*Data supplied*:
··········

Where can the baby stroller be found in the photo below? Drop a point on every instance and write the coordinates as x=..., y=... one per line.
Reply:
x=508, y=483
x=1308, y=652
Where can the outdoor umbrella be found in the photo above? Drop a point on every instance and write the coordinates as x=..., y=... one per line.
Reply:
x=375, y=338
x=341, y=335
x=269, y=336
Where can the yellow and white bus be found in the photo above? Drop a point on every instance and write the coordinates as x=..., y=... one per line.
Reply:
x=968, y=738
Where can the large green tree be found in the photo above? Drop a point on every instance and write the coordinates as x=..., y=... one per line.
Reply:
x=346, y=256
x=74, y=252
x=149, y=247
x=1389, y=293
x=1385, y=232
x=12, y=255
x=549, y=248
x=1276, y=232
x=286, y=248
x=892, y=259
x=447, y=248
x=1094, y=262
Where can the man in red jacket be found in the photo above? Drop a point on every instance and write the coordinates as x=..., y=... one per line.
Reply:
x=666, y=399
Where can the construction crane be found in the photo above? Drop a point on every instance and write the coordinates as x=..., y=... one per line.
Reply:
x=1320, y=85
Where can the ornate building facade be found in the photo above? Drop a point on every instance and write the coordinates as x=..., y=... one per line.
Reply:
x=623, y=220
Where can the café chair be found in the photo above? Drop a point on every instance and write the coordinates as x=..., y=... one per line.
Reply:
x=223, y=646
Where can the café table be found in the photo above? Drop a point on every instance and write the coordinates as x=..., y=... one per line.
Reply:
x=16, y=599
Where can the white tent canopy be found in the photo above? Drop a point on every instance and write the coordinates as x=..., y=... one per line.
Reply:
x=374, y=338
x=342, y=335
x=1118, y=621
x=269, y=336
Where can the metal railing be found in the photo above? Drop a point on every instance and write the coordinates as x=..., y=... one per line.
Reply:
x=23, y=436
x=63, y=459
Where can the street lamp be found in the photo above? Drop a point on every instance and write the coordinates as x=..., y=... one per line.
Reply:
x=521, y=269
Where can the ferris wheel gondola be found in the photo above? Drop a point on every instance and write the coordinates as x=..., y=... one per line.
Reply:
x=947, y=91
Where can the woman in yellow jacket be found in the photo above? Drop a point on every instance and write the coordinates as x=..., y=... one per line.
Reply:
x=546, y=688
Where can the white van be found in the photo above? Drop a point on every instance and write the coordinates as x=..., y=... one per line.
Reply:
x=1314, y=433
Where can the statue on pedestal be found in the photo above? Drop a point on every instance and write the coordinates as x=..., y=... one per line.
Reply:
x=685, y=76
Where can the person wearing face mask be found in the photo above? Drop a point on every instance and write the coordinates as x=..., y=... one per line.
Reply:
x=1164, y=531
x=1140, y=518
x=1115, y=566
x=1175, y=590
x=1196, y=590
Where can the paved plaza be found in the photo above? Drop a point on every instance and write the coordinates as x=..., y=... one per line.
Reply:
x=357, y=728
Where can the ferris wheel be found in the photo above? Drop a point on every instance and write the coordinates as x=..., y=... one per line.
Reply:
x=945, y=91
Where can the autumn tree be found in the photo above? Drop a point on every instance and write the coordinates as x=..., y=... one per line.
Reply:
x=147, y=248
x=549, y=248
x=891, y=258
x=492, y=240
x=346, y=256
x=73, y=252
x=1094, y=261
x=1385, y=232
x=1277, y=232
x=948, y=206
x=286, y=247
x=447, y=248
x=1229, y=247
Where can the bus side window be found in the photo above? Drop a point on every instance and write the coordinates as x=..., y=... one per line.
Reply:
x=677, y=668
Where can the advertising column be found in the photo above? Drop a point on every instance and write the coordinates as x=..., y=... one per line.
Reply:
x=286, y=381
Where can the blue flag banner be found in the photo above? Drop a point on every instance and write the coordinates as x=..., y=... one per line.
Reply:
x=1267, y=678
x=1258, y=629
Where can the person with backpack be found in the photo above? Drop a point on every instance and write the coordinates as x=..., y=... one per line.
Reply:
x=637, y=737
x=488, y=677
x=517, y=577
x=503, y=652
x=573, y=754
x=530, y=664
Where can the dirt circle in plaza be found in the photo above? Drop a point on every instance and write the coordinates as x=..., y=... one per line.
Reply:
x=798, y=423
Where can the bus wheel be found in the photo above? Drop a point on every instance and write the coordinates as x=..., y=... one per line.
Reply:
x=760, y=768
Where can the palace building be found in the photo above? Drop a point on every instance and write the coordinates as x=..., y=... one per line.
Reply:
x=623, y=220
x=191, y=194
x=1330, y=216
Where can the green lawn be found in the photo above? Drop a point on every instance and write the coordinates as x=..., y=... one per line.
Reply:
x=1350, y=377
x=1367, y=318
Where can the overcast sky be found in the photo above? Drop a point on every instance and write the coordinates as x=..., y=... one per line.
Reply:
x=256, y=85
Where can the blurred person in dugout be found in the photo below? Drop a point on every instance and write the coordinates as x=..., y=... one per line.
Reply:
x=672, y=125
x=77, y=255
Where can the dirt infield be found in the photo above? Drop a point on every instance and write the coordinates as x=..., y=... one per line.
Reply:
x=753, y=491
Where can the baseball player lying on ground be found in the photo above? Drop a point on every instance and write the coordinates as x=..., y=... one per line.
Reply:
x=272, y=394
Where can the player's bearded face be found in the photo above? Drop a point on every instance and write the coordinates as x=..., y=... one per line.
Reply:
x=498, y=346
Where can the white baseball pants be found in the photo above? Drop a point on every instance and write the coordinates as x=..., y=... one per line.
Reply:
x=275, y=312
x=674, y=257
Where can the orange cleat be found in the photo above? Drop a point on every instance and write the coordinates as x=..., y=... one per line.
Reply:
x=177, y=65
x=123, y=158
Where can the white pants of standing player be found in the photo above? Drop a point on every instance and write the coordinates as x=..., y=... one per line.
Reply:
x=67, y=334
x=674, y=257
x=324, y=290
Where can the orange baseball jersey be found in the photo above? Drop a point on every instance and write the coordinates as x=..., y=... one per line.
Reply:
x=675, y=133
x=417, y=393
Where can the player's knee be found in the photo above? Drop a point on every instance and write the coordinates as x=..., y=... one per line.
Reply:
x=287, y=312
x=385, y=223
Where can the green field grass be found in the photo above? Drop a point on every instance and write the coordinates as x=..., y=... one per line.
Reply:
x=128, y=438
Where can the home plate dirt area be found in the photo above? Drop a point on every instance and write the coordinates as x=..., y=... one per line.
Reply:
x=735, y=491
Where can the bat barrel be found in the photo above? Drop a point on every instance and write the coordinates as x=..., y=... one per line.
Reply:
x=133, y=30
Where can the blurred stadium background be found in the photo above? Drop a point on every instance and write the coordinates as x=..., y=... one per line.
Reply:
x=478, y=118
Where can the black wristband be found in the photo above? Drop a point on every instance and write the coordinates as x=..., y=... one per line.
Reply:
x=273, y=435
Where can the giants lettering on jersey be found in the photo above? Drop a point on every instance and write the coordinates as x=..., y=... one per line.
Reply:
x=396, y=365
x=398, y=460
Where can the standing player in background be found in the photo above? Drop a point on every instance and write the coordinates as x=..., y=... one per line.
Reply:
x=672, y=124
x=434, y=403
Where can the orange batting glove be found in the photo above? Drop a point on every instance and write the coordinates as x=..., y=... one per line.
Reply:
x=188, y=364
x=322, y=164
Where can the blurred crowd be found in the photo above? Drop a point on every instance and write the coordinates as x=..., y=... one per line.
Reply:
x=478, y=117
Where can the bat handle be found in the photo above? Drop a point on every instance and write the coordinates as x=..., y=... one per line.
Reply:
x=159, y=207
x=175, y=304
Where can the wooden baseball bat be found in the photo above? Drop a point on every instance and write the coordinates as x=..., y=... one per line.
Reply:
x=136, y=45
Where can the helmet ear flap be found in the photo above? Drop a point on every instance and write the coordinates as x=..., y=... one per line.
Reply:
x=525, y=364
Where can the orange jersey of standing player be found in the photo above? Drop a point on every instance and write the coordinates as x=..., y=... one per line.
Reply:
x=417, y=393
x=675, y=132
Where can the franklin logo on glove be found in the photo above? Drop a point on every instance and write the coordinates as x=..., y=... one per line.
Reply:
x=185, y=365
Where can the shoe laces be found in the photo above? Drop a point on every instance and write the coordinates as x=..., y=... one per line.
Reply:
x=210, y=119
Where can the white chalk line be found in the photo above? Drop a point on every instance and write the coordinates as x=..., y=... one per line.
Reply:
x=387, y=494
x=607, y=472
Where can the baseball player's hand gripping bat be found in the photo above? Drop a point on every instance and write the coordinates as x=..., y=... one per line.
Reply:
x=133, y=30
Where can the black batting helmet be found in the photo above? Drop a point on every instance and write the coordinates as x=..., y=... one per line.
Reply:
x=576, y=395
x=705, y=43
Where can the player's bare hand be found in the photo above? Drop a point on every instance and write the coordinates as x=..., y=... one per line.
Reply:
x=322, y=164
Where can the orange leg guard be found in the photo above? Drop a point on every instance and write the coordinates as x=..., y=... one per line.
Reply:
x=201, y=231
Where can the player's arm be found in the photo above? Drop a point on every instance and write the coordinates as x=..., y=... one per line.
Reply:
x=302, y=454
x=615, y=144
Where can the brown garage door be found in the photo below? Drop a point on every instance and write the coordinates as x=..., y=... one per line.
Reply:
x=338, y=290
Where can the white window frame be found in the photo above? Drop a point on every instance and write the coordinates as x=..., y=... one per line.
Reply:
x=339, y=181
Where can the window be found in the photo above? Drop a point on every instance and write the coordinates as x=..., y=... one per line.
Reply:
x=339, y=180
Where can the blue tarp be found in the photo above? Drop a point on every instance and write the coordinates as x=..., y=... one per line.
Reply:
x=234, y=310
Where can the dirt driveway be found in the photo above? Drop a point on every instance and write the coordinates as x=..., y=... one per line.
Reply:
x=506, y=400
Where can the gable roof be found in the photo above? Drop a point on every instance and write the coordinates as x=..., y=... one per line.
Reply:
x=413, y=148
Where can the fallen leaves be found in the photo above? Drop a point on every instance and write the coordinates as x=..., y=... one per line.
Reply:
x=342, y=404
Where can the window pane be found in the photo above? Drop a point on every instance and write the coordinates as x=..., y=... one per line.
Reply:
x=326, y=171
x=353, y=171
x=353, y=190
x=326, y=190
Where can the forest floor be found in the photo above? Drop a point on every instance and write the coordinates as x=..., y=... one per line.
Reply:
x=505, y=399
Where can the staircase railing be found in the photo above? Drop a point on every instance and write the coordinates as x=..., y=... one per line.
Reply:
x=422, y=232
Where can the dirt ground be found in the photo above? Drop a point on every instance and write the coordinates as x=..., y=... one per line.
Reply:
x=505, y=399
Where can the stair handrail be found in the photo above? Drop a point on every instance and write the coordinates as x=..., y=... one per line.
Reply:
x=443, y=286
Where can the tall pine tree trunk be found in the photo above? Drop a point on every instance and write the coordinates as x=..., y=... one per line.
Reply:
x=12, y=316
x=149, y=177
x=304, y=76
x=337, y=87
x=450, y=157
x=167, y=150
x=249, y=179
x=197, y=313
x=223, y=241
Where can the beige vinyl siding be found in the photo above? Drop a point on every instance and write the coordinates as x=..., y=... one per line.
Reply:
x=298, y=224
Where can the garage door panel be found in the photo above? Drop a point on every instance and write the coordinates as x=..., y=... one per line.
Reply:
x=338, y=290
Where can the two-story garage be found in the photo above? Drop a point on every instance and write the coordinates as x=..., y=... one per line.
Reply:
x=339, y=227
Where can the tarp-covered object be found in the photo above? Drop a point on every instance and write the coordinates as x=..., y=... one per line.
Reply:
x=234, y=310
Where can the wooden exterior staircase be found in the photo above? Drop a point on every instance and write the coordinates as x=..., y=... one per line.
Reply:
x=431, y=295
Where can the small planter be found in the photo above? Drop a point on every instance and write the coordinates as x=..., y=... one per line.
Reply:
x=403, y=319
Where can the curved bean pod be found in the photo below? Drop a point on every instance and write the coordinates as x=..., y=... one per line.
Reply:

··········

*Your assignment*: Word for word, set down the lines from the beginning of the records through the line that holds "Where can the ornate". Leave out the rest.

*The completed task*:
Where can the baby stroller be found in the photo below? Drop a point on every instance and write the coordinates as x=..., y=... one per line.
Reply:
x=508, y=483
x=1308, y=652
Where can the outdoor umbrella be found in the photo above? Drop a point on every instance and write the coordinates as x=..., y=... one per line.
Reply:
x=375, y=338
x=341, y=335
x=269, y=336
Where can the yellow and white bus be found in the photo above? Drop a point on every instance and write the coordinates as x=..., y=... one per line.
Reply:
x=968, y=738
Where can the large green tree be found in the photo above? Drop a point on every instance and write the coordinates as x=..., y=... one per line.
Reply:
x=346, y=256
x=74, y=252
x=149, y=247
x=1389, y=293
x=1385, y=232
x=12, y=255
x=549, y=248
x=1276, y=232
x=286, y=248
x=892, y=259
x=447, y=248
x=1094, y=262
Where can the man in red jacket be found in the photo above? Drop a point on every instance and write the coordinates as x=..., y=... one per line.
Reply:
x=666, y=399
Where can the construction crane be found in the photo above? Drop a point on every instance and write the coordinates as x=..., y=... one per line.
Reply:
x=1320, y=85
Where can the ornate building facade be found in the photo above? Drop a point on every instance and write the coordinates as x=..., y=... one per line.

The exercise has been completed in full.